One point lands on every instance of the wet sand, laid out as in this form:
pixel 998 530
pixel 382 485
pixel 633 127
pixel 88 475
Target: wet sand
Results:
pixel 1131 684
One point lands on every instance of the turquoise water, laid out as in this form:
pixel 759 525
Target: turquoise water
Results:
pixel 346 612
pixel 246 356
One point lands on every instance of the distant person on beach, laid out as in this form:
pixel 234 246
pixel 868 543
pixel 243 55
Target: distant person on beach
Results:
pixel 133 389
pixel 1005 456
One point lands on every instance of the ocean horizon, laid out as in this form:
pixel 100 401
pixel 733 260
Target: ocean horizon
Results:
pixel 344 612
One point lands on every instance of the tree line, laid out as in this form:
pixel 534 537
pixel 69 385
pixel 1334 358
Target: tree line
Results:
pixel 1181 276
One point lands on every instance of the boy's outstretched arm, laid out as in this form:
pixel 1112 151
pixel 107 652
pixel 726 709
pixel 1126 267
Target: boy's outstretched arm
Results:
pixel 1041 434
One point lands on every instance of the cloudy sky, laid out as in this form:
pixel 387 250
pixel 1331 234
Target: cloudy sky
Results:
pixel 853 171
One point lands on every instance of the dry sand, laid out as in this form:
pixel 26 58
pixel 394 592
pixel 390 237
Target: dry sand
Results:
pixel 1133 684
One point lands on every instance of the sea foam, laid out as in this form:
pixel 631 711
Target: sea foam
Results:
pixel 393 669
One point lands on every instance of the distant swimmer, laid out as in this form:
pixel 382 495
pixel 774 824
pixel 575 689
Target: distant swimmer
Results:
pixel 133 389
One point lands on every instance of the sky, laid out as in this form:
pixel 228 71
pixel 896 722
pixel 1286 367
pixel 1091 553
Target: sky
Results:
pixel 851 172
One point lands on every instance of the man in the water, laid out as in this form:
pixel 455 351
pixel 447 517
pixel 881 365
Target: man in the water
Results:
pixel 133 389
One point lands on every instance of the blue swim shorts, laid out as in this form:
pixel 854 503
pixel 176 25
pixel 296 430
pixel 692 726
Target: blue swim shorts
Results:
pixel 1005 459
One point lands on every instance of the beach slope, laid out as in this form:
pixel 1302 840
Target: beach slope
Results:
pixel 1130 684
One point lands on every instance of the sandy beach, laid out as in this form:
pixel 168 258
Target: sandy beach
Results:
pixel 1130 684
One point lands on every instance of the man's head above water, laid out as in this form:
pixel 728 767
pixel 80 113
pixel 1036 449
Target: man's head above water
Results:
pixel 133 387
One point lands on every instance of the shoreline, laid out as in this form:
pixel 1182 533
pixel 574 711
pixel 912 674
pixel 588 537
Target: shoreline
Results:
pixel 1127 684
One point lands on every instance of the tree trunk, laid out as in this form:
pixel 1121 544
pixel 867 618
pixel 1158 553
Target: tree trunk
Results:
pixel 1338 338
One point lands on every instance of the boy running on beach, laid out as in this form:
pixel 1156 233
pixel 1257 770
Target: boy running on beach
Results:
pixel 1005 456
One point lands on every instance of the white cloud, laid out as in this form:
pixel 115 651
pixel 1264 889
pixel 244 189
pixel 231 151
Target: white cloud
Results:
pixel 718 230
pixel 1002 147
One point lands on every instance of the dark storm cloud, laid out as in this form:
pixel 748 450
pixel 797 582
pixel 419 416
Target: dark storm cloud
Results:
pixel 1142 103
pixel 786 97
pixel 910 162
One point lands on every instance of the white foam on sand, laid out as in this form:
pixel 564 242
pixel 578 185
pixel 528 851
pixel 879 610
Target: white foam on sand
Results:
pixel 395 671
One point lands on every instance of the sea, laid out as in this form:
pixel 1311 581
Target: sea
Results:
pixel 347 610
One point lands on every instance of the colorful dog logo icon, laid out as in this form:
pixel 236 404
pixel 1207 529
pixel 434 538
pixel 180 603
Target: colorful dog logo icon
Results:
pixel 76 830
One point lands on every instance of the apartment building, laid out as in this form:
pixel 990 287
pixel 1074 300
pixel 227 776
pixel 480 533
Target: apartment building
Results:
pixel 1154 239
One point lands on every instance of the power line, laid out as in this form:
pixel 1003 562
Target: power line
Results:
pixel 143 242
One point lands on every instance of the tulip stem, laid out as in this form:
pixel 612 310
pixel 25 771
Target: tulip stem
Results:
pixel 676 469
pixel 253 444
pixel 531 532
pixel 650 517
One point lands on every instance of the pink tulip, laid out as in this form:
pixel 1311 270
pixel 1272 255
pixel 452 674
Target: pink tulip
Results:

* * *

Task: Convert every line of the entries above into a Markdown table with two columns, Row and Line, numbering the rows in order and skipping blank lines.

Written response:
| Row | Line |
|---|---|
| 1 | One point lands on every instance of the wet sand, laid out as in this form: |
| 2 | pixel 998 530 |
| 3 | pixel 382 485 |
| 4 | pixel 633 127 |
| 5 | pixel 88 475 |
| 6 | Target: wet sand |
| 7 | Results: |
| 8 | pixel 1131 684 |
| 9 | One point lands on every instance of the turquoise water, laid out as in this form: |
| 10 | pixel 759 525 |
| 11 | Target: turquoise water |
| 12 | Results: |
| 13 | pixel 346 612 |
| 14 | pixel 246 356 |
| 15 | One point lands on every instance of the distant person on beach, laid out as in this form: |
| 16 | pixel 234 246 |
| 17 | pixel 868 543 |
| 18 | pixel 243 55 |
| 19 | Target: distant person on beach |
| 20 | Results: |
| 21 | pixel 133 389 |
| 22 | pixel 1005 456 |
| 23 | One point lands on every instance of the ocean horizon, laid out as in this form: |
| 24 | pixel 100 401 |
| 25 | pixel 733 260 |
| 26 | Target: ocean horizon |
| 27 | Results: |
| 28 | pixel 344 612 |
| 29 | One point lands on every instance of the tree line, laid out as in this form: |
| 30 | pixel 534 537 |
| 31 | pixel 69 385 |
| 32 | pixel 1334 358 |
| 33 | Target: tree line |
| 34 | Results: |
| 35 | pixel 1181 276 |
| 36 | One point lands on every instance of the boy's outstretched arm, laid out as in this form: |
| 37 | pixel 1112 151 |
| 38 | pixel 107 652 |
| 39 | pixel 726 709 |
| 40 | pixel 1126 267 |
| 41 | Target: boy's outstretched arm |
| 42 | Results: |
| 43 | pixel 1041 434 |
| 44 | One point lands on every instance of the cloudy sky, laid out as in this form: |
| 45 | pixel 387 250 |
| 46 | pixel 1331 234 |
| 47 | Target: cloudy sky |
| 48 | Results: |
| 49 | pixel 853 171 |
| 50 | One point lands on every instance of the dry sand, laid out as in this form: |
| 51 | pixel 26 58 |
| 52 | pixel 394 592 |
| 53 | pixel 390 237 |
| 54 | Target: dry sand |
| 55 | Results: |
| 56 | pixel 1133 684 |
| 57 | One point lands on every instance of the sea foam, laid out as in this form: |
| 58 | pixel 631 711 |
| 59 | Target: sea foam |
| 60 | Results: |
| 61 | pixel 393 669 |
| 62 | One point lands on every instance of the distant swimmer, laid out as in this form: |
| 63 | pixel 382 495 |
| 64 | pixel 774 824 |
| 65 | pixel 575 689 |
| 66 | Target: distant swimmer |
| 67 | Results: |
| 68 | pixel 133 389 |
| 69 | One point lands on every instance of the sky, laid out as in this form: |
| 70 | pixel 228 71 |
| 71 | pixel 896 722 |
| 72 | pixel 1286 367 |
| 73 | pixel 1091 553 |
| 74 | Target: sky |
| 75 | Results: |
| 76 | pixel 851 172 |
| 77 | One point lands on every instance of the man in the water, laid out as in this form: |
| 78 | pixel 455 351 |
| 79 | pixel 447 517 |
| 80 | pixel 881 365 |
| 81 | Target: man in the water |
| 82 | Results: |
| 83 | pixel 133 389 |
| 84 | One point lands on every instance of the blue swim shorts, laid out as in this form: |
| 85 | pixel 854 503 |
| 86 | pixel 176 25 |
| 87 | pixel 296 430 |
| 88 | pixel 692 726 |
| 89 | Target: blue swim shorts |
| 90 | Results: |
| 91 | pixel 1005 459 |
| 92 | One point lands on every instance of the beach slope, laid out as in this form: |
| 93 | pixel 1302 840 |
| 94 | Target: beach slope |
| 95 | Results: |
| 96 | pixel 1130 684 |
| 97 | One point lands on every instance of the sandy beach, laid out as in this form: |
| 98 | pixel 168 258 |
| 99 | Target: sandy beach |
| 100 | Results: |
| 101 | pixel 1130 684 |
| 102 | One point lands on every instance of the man's head above water, laid out as in this form: |
| 103 | pixel 728 767 |
| 104 | pixel 80 113 |
| 105 | pixel 1036 449 |
| 106 | Target: man's head above water |
| 107 | Results: |
| 108 | pixel 133 387 |
| 109 | One point lands on every instance of the shoreline, laid out as in this form: |
| 110 | pixel 1182 533 |
| 111 | pixel 574 711 |
| 112 | pixel 912 674 |
| 113 | pixel 588 537 |
| 114 | Target: shoreline |
| 115 | Results: |
| 116 | pixel 1127 684 |
| 117 | One point lands on every instance of the tree trunk, laid out as in this form: |
| 118 | pixel 1121 544 |
| 119 | pixel 867 618 |
| 120 | pixel 1158 553 |
| 121 | Target: tree trunk |
| 122 | Results: |
| 123 | pixel 1338 338 |
| 124 | One point lands on every instance of the boy running on beach, laid out as in this form: |
| 125 | pixel 1156 233 |
| 126 | pixel 1257 770 |
| 127 | Target: boy running on beach |
| 128 | Results: |
| 129 | pixel 1005 456 |
| 130 | One point lands on every instance of the white cloud, laid out as in this form: |
| 131 | pixel 115 651 |
| 132 | pixel 1264 889 |
| 133 | pixel 244 189 |
| 134 | pixel 231 151 |
| 135 | Target: white cloud |
| 136 | Results: |
| 137 | pixel 718 230 |
| 138 | pixel 1002 147 |
| 139 | One point lands on every instance of the dark storm cloud, laid out as in this form: |
| 140 | pixel 748 450 |
| 141 | pixel 797 582 |
| 142 | pixel 419 416 |
| 143 | Target: dark storm cloud |
| 144 | Results: |
| 145 | pixel 1142 103 |
| 146 | pixel 786 97 |
| 147 | pixel 910 162 |
| 148 | One point lands on every instance of the white foam on sand, laid out as in this form: |
| 149 | pixel 564 242 |
| 150 | pixel 578 185 |
| 151 | pixel 528 851 |
| 152 | pixel 879 610 |
| 153 | Target: white foam on sand |
| 154 | Results: |
| 155 | pixel 395 671 |
| 156 | One point lands on every instance of the sea, laid out as in this form: |
| 157 | pixel 1311 581 |
| 158 | Target: sea |
| 159 | Results: |
| 160 | pixel 347 610 |
| 161 | One point lands on every instance of the colorful dog logo icon, laid out as in this form: |
| 162 | pixel 236 404 |
| 163 | pixel 1207 529 |
| 164 | pixel 434 538 |
| 165 | pixel 180 603 |
| 166 | Target: colorful dog logo icon |
| 167 | Results: |
| 168 | pixel 76 830 |
| 169 | One point lands on every instance of the apartment building, laid out as in this form: |
| 170 | pixel 990 287 |
| 171 | pixel 1074 300 |
| 172 | pixel 227 776 |
| 173 | pixel 480 533 |
| 174 | Target: apartment building |
| 175 | Results: |
| 176 | pixel 1154 239 |
| 177 | One point lands on every instance of the power line, laid out as in this form: |
| 178 | pixel 1003 562 |
| 179 | Target: power line |
| 180 | Results: |
| 181 | pixel 143 242 |
| 182 | One point lands on every instance of the tulip stem, laid out as in this form: |
| 183 | pixel 612 310 |
| 184 | pixel 25 771 |
| 185 | Target: tulip stem |
| 186 | Results: |
| 187 | pixel 676 469 |
| 188 | pixel 253 444 |
| 189 | pixel 531 532 |
| 190 | pixel 650 517 |
| 191 | One point lands on every instance of the pink tulip, laid out as in this form: |
| 192 | pixel 1311 270 |
| 193 | pixel 1272 255 |
| 194 | pixel 452 674 |
| 195 | Target: pink tulip |
| 196 | Results: |